→ Required actions:
**1.** Copy the text of the analog-to-digital converter passage between "The output of" and "for 12-bit converters.", inclusive.
**2.** Translate this sentence from the analog-to-digital converter passage into Spanish: "The output of the ADC is a digital representation of the original analog signal."
**3.** Go on with the analog-to-digital converter passage, picking up after its last sentence.

--- Page text ---

Figure 13-2 ConverterQuantization Error.
The analog-to-digital converter performs accurately only if the input voltage is within the converter’s valid range. This range is usually selected by setting high and low voltage references on converter pins. For example, if +4 volts is input into the converter’s positive reference pin and +2 volts into the negative reference pin, then the converter’s voltage range lies between these values. In many PIC applications the converter range is selected as the system’s supply voltage and ground, that is, +5 and 0 volts. When a different range is externally referenced, there is a general restriction that the range cannot exceed the system’s positive and negative limits (Vdd and Vss). Also, a minimum difference is required between the high and low voltage references.
The output of the ADC is a digital representation of the original analog signal. In this context, the term quantization refers to subdividing a range into small but measurable increments. The quantization process can introduce a quantization error, which is similar to a rounding error.
The time required for the holding capacitor on the ADC to charge is called the acquisition time. The holding capacitor on the ADC must be given sufficient time to settle to the analog input voltage level before the actual conversion is initiated. Otherwise, the conversion is not accurate. The acquisition time is determined by the impedance of the internal multiplexer and that of the analog source. The exact acquisition time can be determined from the device’s data sheet, although 10K Ohms is the maximum recommended source impedance for 8- and 10-bit converters and 2.5K Ohms for 12-bit converters.

--- Data section ---

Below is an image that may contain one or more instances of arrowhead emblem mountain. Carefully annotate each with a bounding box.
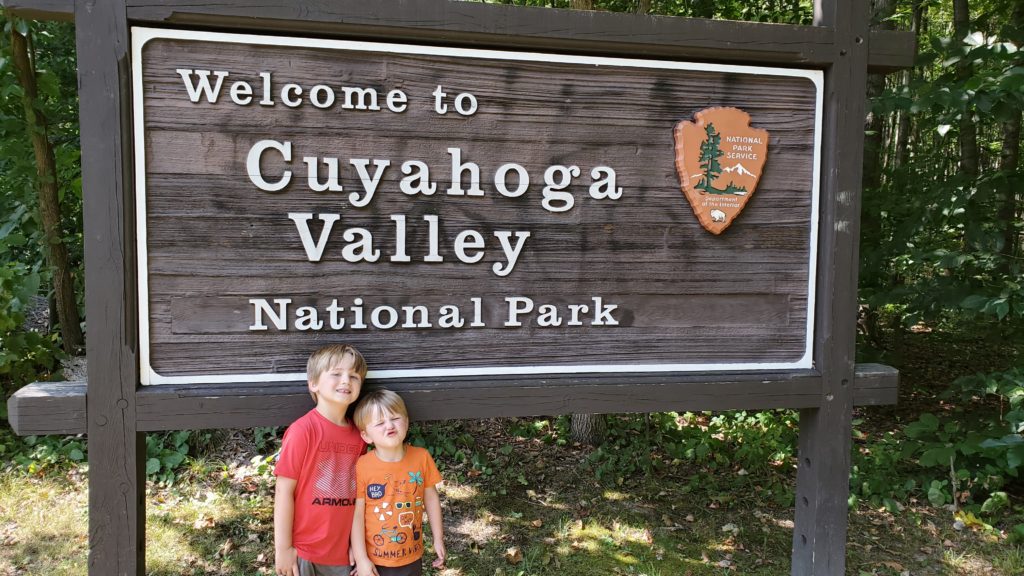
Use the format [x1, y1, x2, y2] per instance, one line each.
[673, 108, 768, 235]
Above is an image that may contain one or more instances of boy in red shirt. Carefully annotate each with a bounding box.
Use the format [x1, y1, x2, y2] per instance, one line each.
[273, 344, 367, 576]
[352, 388, 445, 576]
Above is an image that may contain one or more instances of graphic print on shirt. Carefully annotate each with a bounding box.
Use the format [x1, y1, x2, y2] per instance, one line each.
[312, 443, 355, 506]
[367, 471, 423, 559]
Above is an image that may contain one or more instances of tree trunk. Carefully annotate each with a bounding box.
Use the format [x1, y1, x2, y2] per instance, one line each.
[892, 0, 928, 168]
[861, 0, 896, 192]
[997, 111, 1021, 268]
[10, 22, 85, 354]
[953, 0, 978, 179]
[860, 0, 896, 347]
[569, 414, 608, 446]
[997, 2, 1024, 270]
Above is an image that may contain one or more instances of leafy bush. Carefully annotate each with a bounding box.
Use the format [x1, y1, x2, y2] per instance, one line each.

---

→ Answers per task:
**1.**
The output of the ADC is a digital representation of the original analog signal. In this context, the term quantization refers to subdividing a range into small but measurable increments. The quantization process can introduce a quantization error, which is similar to a rounding error.
The time required for the holding capacitor on the ADC to charge is called the acquisition time. The holding capacitor on the ADC must be given sufficient time to settle to the analog input voltage level before the actual conversion is initiated. Otherwise, the conversion is not accurate. The acquisition time is determined by the impedance of the internal multiplexer and that of the analog source. The exact acquisition time can be determined from the device’s data sheet, although 10K Ohms is the maximum recommended source impedance for 8- and 10-bit converters and 2.5K Ohms for 12-bit converters.

**2.** La salida del ADC es una representación digital de la señal analógica original.

**3.**
Most analog-to-digital converters in PIC applications, either internal or external, are of the successive approximation type. The successive approximation algorithm performs a conversion on one bit at a time, beginning with the most significant bit and ending with the least-significant bit. To determine each bit in the range, the value of the input signal is tested to see if it is in the upper or lower portion of this range. If in the upper portion, the conversion bit is a 1, otherwise it is a 0. The next most-significant bit is then tested in the lower half of the remaining range. The process is continued until the least-significant bit has been determined.
Several popular integrated circuits are used to perform as A/D converters, among them the ADC0831, the LTC1298, and the MAX 190 and MAX 191. The variations consist in the resolution and interfacing of the different ICs. Of these, the ADC0831, from National Semiconductor, is an 8-bit resolution, serial interface A/D quite suited to applications for small, mid-range PICs such as the 16F84. The input range of the 0831 is 0 to 5 volts, which matches the TTL voltage levels used in PIC circuits. The 0831 pin diagram is shown in Figure 13-3.
Figure 13-3 ADC0831 Pin Diagram.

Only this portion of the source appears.